Rewrite the part that opens with the line containing "Report x and y for each instance of the boat" and closes with the line containing "x=207, y=194", changing "boat reflection on water" to "sailboat reflection" and leaving everything else as it is.

- [SOURCE DATA]
^^^^

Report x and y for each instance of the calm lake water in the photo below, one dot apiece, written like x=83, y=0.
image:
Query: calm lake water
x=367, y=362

^^^^

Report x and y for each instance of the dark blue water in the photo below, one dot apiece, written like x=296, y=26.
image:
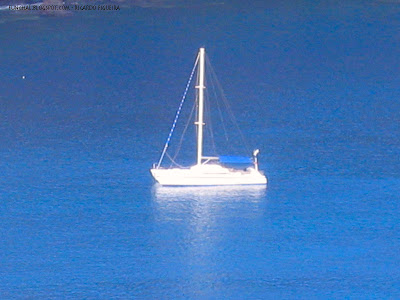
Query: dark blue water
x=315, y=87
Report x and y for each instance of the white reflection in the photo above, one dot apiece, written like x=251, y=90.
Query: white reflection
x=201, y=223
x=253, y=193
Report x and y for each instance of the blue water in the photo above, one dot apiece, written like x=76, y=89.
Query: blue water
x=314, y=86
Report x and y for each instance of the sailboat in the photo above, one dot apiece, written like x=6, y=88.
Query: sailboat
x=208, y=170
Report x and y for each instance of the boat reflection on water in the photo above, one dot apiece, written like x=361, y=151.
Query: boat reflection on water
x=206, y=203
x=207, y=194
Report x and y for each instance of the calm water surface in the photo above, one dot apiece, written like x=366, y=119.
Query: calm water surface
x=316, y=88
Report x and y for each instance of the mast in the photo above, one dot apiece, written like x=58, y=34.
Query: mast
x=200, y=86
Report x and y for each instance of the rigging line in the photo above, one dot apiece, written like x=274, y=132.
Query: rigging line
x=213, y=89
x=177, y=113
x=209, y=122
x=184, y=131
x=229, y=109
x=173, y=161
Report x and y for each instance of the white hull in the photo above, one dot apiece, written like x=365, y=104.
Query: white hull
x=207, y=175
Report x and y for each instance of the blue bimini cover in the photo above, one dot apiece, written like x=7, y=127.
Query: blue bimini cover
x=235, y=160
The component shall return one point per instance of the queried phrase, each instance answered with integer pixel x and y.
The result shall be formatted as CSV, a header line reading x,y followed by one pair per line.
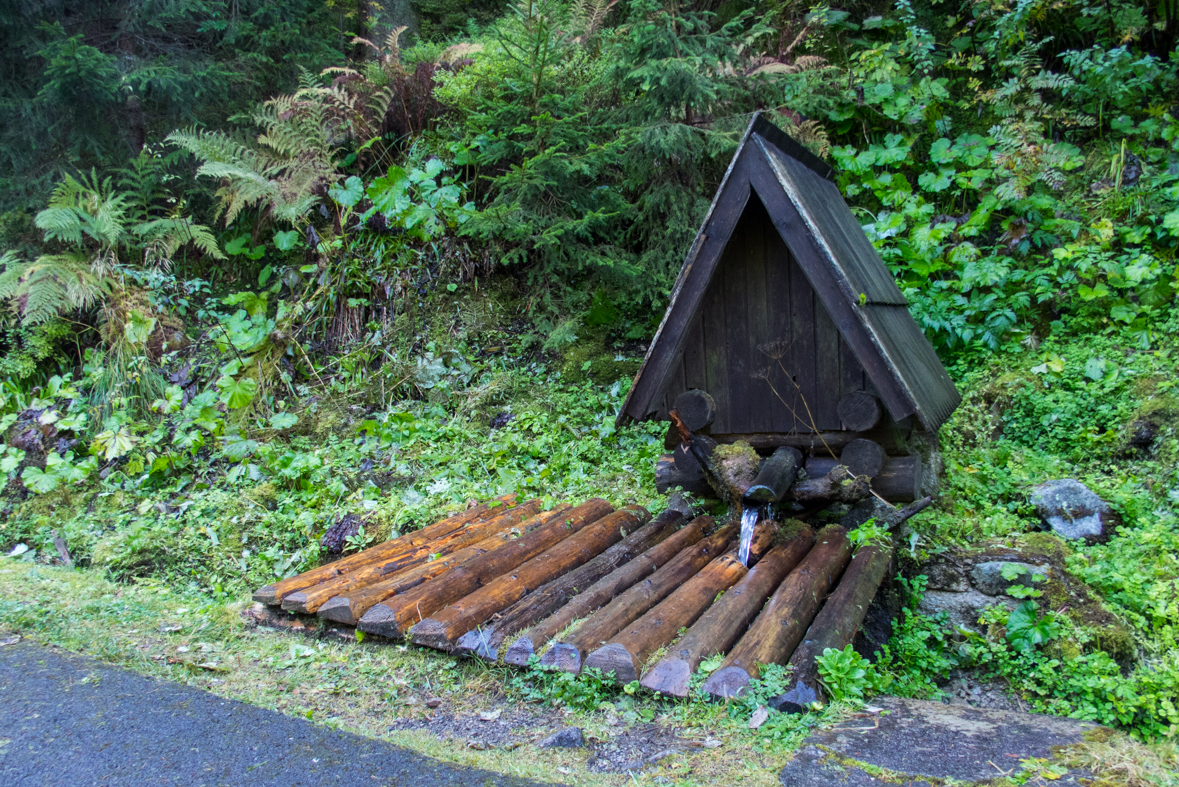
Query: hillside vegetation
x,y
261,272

^^^^

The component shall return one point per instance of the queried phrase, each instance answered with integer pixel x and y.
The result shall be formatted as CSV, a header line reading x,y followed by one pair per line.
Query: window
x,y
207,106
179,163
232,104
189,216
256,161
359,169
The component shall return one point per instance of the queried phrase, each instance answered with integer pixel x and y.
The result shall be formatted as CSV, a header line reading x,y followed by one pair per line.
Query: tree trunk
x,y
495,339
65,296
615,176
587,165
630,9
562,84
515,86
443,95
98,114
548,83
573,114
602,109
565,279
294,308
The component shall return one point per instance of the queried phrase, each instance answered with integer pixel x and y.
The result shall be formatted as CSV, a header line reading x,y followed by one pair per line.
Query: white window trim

^^^^

- [ANSWER FOR THE TASK]
Report x and y for each instance of the sailboat reflection in the photo above, one dot apiece, written like x=361, y=151.
Query: sailboat reflection
x=206, y=203
x=207, y=194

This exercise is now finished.